Give the data below again exactly as it stands. Omit the pictures.

Region pointing data

* * *

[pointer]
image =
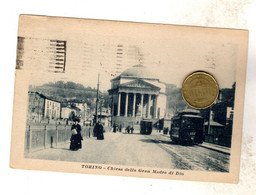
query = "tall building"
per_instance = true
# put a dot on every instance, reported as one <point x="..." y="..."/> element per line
<point x="137" y="94"/>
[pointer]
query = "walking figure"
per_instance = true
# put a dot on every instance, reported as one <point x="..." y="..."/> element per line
<point x="76" y="137"/>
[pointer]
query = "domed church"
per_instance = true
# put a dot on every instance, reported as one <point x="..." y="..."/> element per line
<point x="137" y="94"/>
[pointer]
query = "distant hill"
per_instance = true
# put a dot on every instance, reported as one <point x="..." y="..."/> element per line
<point x="65" y="92"/>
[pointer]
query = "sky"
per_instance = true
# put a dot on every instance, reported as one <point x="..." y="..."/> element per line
<point x="109" y="48"/>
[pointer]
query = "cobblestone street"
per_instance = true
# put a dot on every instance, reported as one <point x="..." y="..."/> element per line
<point x="155" y="150"/>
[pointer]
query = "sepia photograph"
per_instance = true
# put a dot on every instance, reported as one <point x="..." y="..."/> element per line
<point x="106" y="97"/>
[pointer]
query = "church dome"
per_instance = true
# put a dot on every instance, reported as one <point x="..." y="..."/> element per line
<point x="138" y="71"/>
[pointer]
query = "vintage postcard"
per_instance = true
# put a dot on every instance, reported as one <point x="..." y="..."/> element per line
<point x="106" y="97"/>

* * *

- Solution for this problem
[pointer]
image =
query = "tall building"
per_instance = true
# put a dot on every instance, reported as one <point x="..." y="..."/> element per line
<point x="137" y="94"/>
[pointer]
query = "walking figure"
per_instance = true
# put a dot on every instance, reported as one <point x="..." y="..."/> element per line
<point x="76" y="137"/>
[pointer]
query = "domed church"
per_instance = true
# put a dot on every instance, reported as one <point x="..." y="..."/> element per line
<point x="137" y="94"/>
[pointer]
query = "distant hill"
per_instance = true
# put a dot on every instance, reported as one <point x="..." y="..."/> element per line
<point x="65" y="92"/>
[pointer]
query = "sky"
per_instance = true
# put a dot on every instance, reported as one <point x="..." y="..."/> element per line
<point x="109" y="48"/>
[pointer]
query = "cobblestone street"
per_instance = true
# put a dot on every instance, reported as one <point x="..." y="..."/> element per line
<point x="155" y="150"/>
[pointer]
query = "sepia photograph"
per_instance = true
# put a dot on every instance, reported as one <point x="..." y="..."/> element per line
<point x="106" y="97"/>
[pointer]
query = "church dome"
per_instance = true
# put a dot on every instance, reported as one <point x="..." y="..."/> element per line
<point x="138" y="71"/>
[pointer]
query = "vintage postcard"
per_instance = true
# put a dot on every instance, reported as one <point x="..." y="..."/> element per line
<point x="106" y="97"/>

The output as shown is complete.